+++ Text +++
# Queen Excluder usage???



## moday (Mar 28, 2008)

Does everyone use queen excluders? 

I have not used them the past couple years, and I have never had trouble with the queen going up to my honey supers.

I use two deeps at the bottom. One intended for brood and one for winter honey.

I then try to put shallows above, and seem to have good luck keeping the queen out.

If I was to use an excluder, where would you recommend it go?

Also, do the excluders ever slow down honey production? It seems like the year I used it, the bees wanted to stay low. Maybe it was just a weak hive???

Please advise. Thanks


----------



## indypartridge (Oct 26, 2004)

moday said:


> Does everyone use queen excluders?


Queen excluders are often the subject of lively debates between beekeepers. Some swear by them, others swear at them.



> If I was to use an excluder, where would you recommend it go?


Typically between the brood boxes and honey supers.



> Also, do the excluders ever slow down honey production?


Those beeks that swear at them refer to them as "honey excluders". Those beeks that use them say if you use them "correctly" they won't impact production.
+++
List of tasks
• a. In the queen excluder thread, where does the reply say an excluder is typically placed?
• b. Write the next part of the queen excluder thread, picking up after its final sentence.
The material comes from a separate source, unrelated to the queen excluder thread.
+++ Items +++
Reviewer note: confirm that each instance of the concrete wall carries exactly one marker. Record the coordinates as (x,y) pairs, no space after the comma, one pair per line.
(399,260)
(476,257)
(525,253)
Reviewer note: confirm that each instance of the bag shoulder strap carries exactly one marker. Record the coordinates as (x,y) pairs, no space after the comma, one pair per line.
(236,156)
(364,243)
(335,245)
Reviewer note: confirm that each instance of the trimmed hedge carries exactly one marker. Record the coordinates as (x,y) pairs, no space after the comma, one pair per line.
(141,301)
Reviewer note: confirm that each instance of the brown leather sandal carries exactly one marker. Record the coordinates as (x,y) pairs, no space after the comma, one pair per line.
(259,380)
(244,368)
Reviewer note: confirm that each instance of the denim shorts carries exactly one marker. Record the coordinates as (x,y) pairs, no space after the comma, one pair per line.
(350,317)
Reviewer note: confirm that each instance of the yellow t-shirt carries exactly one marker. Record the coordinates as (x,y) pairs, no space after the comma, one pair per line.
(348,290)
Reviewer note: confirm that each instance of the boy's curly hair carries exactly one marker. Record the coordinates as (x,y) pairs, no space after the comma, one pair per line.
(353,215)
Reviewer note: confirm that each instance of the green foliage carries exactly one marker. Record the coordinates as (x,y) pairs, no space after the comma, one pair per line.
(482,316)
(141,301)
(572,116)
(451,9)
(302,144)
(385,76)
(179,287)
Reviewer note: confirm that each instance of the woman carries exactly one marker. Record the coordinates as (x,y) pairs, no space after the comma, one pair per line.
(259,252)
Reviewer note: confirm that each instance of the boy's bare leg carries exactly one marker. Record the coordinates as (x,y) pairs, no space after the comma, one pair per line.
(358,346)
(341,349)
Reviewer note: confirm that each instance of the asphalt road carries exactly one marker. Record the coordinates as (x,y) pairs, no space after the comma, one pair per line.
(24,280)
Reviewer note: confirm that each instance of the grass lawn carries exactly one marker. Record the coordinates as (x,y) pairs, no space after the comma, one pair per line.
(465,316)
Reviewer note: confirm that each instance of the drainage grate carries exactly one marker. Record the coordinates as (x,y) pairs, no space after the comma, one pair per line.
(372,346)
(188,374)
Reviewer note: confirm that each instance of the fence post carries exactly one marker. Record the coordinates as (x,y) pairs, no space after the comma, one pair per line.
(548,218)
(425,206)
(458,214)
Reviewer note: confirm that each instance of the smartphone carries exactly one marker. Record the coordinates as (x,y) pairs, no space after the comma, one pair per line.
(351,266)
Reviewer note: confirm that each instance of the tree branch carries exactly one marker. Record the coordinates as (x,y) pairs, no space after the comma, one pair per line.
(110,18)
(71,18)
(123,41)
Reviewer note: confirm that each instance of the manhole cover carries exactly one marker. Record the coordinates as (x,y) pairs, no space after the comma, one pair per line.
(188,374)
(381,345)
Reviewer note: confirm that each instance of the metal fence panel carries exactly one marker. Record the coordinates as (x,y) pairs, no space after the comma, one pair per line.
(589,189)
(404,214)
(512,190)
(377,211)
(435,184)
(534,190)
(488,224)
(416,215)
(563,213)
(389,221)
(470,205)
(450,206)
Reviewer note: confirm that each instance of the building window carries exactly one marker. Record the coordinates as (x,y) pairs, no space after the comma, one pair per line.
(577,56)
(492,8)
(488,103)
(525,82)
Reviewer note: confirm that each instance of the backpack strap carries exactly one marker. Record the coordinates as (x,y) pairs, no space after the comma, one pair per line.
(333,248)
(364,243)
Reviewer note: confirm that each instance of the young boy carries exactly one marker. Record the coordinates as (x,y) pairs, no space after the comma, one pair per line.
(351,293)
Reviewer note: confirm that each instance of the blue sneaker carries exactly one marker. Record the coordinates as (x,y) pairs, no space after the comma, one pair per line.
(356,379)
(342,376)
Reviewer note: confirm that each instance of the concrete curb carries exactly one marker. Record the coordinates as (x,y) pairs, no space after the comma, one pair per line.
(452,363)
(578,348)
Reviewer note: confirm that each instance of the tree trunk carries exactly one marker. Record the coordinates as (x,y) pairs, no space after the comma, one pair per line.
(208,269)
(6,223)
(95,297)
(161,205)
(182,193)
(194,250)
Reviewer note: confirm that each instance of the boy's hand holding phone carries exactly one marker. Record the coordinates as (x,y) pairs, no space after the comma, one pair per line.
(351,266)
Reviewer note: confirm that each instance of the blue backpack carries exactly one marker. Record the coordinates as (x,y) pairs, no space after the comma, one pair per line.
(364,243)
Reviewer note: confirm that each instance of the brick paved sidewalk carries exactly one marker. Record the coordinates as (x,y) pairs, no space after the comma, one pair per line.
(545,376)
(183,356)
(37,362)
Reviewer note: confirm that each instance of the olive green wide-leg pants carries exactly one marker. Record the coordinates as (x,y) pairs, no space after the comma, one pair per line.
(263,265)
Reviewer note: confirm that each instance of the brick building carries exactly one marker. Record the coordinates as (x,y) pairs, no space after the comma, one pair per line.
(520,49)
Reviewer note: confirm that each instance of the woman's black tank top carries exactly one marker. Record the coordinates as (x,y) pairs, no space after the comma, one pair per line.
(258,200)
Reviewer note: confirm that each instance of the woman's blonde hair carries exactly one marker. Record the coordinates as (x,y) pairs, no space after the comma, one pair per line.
+++
Answers below
• a. Between the brood boxes and the honey supers.

• b.
----------



## Iddee (Sep 25, 2005)

>>>If I was to use an excluder, where would you recommend it go?<<<

Under your tire when your truck gets stuck in the mud. 
Under and over your stored supers, to keep the mice out.

Anywhere other than on the hive.


----------



## Ernie (Jul 22, 2007)

I use excluders and I don't seem to be having any problems with them. The workers go right through them with ease. 

I put them between the brood boxes and the supers. 

I'd like to hear opinions on why you ought not to use excluders. I've only been beekeeping for a little over a year now and used the excluders because that's what I'd read to use. If there's a better way then I'm all ears.


----------



## Iddee (Sep 25, 2005)

There are a thousand reasons for keeping bees. That means two thousand ways to do it. Excluders can be good, bad, or indifferent, depending on your goals. That's why there are so many different opinions.


----------



## sugarbush (Jul 15, 2007)

Iddee said:


> >>>If I was to use an excluder, where would you recommend it go?<<<
> 
> Under your tire when your truck gets stuck in the mud.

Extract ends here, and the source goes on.